Batch Processing RMarkdown Reports

Alyssa Goldberg
November 10, 2021

Challenge - Annual Attorney Marketing Reports

~650 Attorney Reports incorporating:

  • Email engagement with items authored by each attorney
  • Network analysis with co-authors
  • Google Analytics for each bio page, including source and next page stats
  • Engagement with webinars presented by the attorney
  • Contacts associated with the attorney in the CRM for review
  • Business development activity for each attorney (meetings, calls, etc.)

But for This Demo We’ll use Palmer Penguins

library(“palmerpenguins”)

penguin stock photo

Two Files - .R and .RMD

R file

  • Read in libraries
  • Read in and pre-process data
  • Write a custom function that passes data, objects, variables, and parameters to the - - RMarkdown file
  • Create global environment objects that can be used in the custom render function
  • Run the function over a list with a for() loop, apply function or purrr::map()

.RMD file

  • Accept variables and objects from the .R loop or custom function
  • Parse the YAML header data from the render::rmarkdown()
  • Attach a reference document for custom formatting
  • Run SQL or API queries
  • Knit the report

Set up the .R file with Data

library(palmerpenguins)
library(tidyverse)
library(knitr)
library(rmarkdown)

#read in and pre-process data
pdata <- palmerpenguins::penguins_raw %>%
  janitor::clean_names() %>%
  mutate(label = str_replace(
    string = species,
    pattern = " \\(",
    replacement = "\n("
  ))

#create a list for mapping
studies <- unique(pdata$study_name)

As this is a relatively small dataset I load the entire thing into the environment then subset for each report; however, I’ll typically run SQL or API queries from within the .RMD file.

Directives –
1. Which packages are loaded with library() calls in the code under "Set up the .R file with Data" in the text on batch processing RMarkdown reports?
2. Pick up the text on batch processing RMarkdown reports after its final sentence and carry it forward.

Items from a labeling collection:
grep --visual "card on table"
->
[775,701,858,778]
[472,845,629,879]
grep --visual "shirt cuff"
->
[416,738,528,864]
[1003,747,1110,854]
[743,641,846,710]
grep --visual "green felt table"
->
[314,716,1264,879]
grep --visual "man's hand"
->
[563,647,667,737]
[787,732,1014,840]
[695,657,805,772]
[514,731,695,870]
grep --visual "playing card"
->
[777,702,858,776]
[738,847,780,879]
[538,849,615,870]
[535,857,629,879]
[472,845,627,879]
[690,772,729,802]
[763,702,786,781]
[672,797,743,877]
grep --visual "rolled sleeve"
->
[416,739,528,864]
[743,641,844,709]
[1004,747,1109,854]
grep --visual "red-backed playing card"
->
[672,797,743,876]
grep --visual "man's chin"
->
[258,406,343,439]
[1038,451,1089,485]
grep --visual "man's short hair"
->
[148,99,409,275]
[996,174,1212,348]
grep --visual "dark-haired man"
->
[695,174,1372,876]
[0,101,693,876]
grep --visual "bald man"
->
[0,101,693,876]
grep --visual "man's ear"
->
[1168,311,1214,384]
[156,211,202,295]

Responses by task –
1. palmerpenguins, tidyverse, knitr, rmarkdown

2.
Set up .R File with Function and Run It

generate_reports <- function(study) {
  #I like to superassign some objects for troubleshooting with <<-, but it isn't necessary
  study <<- study
  p_df <<- pdata %>% filter(study_name == study)
  min_date <- min(p_df$date_egg, na.rm = TRUE)
  max_date <- max(p_df$date_egg, na.rm = TRUE)
  title <- paste("Study: ", study)
  subtitle <- paste("From: ", min_date, "To: ", max_date)

  rmarkdown::render(
    #The RMarkdown file that will produce the report
    input = "penguin report.Rmd",

    #How should the report be produced. Can be a single value or a vector
    output_format = c("word_document", "html_document"),

    #Directory to write reports to if not the working directory  
    output_dir = "./reports",

    #Values to pass to the frontmatter.
    params = list(
      Date = Sys.Date(),
      Title = title,
      Subtitle = subtitle,
      Study = study
    ),
    output_file = paste0("Report_", study) #Give each file a unique name or you will accidentally overwrite the previous file in the map
  )
}

map(studies, ~ generate_reports(.x))

The .RMD File YAML Header

author: "Alyssa Goldberg"
output:
  word_document:
    toc: yes
    reference_docx: pin-styles.docx
params:
  Date: Date
  Study: Study
  Title: Title
  Subtitle: Subtitle
date: "`r params$Date`"
title: "`r params$Title`"
subtitle: "`r params$Subtitle`"

The params in the .RMD file YAML header should match those included in the render::rmarkdown() function in the .R file.

If you are using params for other YAML header items, make sure you list the params above the items calling the params.

There are additional arguments you can pass to the Word document, including whether to include a TOC and a reference document for styles.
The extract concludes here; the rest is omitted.